═════ LISTED RECORDS

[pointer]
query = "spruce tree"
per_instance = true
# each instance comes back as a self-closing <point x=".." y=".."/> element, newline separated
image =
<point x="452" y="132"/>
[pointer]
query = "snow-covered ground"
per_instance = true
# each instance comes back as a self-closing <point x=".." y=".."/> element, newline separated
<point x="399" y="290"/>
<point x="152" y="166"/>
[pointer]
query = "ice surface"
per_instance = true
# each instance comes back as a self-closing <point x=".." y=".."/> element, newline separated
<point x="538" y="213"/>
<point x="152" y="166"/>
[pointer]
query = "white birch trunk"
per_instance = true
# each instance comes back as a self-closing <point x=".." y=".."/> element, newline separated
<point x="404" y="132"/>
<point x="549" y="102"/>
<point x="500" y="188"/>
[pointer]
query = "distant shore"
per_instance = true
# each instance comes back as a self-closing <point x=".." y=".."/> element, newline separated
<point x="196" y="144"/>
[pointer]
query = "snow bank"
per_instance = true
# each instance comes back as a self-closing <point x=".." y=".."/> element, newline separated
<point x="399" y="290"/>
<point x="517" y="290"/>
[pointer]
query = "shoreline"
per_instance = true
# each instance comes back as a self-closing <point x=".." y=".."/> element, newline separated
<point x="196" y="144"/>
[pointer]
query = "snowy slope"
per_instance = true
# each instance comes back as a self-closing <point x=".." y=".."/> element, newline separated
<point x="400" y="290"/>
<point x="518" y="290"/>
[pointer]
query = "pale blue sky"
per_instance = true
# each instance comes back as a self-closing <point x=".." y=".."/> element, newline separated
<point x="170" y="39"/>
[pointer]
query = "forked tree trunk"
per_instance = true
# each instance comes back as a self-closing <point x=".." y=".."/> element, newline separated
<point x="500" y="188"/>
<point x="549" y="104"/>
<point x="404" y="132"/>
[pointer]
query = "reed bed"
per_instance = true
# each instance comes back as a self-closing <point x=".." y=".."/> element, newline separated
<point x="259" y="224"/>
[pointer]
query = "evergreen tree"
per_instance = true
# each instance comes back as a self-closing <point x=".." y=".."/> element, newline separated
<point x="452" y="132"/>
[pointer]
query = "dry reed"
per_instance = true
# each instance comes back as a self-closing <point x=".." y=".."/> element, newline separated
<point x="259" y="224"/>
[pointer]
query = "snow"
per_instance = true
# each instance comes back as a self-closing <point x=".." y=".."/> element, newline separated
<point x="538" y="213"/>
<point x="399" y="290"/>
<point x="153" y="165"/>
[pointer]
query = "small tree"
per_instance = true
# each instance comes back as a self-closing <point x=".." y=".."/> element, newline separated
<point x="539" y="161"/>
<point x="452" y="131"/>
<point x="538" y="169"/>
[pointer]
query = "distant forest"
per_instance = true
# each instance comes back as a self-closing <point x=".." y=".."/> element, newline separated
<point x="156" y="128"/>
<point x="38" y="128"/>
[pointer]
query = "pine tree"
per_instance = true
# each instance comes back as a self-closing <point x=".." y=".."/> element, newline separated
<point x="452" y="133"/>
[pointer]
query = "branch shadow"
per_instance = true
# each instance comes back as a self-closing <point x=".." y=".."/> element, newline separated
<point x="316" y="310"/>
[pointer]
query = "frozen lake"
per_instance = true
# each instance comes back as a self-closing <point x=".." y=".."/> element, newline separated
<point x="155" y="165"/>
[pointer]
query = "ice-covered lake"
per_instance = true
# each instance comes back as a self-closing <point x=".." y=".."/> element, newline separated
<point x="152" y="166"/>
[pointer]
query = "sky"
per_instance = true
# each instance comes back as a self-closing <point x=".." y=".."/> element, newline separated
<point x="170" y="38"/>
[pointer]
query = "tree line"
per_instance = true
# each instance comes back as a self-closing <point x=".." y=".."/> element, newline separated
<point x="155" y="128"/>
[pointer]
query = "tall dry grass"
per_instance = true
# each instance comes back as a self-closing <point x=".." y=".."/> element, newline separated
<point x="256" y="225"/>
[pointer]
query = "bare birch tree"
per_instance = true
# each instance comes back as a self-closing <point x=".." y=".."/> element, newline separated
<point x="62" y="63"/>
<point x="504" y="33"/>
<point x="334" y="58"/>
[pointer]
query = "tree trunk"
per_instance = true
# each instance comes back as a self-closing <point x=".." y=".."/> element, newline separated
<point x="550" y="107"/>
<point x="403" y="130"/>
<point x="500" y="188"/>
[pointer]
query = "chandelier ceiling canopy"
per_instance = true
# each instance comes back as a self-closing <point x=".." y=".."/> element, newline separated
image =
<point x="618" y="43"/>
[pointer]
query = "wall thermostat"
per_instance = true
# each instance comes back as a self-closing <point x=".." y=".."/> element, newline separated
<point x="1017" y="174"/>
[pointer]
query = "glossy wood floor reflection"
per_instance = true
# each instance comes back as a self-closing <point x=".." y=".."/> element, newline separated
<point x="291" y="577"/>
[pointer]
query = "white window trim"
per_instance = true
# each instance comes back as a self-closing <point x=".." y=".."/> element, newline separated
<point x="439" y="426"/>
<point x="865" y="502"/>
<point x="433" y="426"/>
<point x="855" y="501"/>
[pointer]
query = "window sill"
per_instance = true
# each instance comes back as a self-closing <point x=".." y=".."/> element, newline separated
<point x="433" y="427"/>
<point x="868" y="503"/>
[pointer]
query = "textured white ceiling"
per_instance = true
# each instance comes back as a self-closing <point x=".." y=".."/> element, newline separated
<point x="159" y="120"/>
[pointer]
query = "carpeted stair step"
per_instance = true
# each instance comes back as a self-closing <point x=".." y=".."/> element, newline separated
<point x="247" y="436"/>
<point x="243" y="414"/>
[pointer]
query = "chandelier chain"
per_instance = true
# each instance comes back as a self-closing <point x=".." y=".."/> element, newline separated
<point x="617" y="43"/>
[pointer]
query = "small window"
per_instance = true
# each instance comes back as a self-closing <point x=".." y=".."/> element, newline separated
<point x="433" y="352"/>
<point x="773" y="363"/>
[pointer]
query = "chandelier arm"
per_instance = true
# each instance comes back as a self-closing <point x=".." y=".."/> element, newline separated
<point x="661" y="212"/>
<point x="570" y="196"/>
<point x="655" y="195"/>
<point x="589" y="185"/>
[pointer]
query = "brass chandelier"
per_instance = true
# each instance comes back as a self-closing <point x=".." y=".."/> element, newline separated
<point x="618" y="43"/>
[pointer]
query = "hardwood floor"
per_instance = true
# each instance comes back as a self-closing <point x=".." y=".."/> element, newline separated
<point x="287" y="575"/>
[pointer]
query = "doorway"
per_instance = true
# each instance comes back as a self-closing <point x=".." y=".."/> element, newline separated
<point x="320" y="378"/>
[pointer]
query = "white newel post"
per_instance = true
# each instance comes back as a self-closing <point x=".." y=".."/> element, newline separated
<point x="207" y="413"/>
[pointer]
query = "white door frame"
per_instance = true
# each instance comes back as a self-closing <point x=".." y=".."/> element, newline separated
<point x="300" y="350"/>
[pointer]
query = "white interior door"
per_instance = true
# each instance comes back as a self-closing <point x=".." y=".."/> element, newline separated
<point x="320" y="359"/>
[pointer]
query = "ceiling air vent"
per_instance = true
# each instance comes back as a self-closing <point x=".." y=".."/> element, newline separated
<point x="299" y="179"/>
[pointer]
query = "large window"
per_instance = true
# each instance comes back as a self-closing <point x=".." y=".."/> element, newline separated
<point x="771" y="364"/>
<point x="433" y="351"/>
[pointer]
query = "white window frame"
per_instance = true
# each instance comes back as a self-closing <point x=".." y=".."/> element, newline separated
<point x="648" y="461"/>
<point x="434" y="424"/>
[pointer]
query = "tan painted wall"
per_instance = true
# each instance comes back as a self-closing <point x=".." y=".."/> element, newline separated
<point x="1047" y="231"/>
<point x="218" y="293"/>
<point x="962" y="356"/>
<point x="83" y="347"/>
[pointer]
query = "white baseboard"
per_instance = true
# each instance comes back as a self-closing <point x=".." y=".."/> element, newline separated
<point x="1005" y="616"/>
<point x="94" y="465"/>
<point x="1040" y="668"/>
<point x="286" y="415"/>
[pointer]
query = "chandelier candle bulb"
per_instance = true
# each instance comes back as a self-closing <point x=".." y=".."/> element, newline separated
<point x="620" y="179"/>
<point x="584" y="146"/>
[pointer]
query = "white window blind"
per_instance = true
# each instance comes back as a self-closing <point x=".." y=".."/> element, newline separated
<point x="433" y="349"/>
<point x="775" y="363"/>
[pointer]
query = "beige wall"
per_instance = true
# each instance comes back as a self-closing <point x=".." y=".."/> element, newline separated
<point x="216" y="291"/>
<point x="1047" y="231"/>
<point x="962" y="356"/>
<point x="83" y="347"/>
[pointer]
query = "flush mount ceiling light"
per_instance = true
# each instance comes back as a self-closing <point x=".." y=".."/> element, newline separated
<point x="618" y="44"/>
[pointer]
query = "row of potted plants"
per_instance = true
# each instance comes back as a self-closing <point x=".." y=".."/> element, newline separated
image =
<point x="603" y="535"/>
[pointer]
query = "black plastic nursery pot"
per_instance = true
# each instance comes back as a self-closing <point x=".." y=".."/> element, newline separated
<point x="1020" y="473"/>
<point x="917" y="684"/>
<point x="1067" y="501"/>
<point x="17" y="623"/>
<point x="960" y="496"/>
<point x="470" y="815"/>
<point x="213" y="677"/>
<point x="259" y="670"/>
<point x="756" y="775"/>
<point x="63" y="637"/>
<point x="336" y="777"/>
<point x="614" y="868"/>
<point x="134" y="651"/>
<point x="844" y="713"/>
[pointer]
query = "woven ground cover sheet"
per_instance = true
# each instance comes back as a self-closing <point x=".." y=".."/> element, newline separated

══════════

EXERCISE: Collect every line in the records that contains the word "distant", and note that case counts.

COMPLETED TASK:
query = "distant shore"
query = "distant forest"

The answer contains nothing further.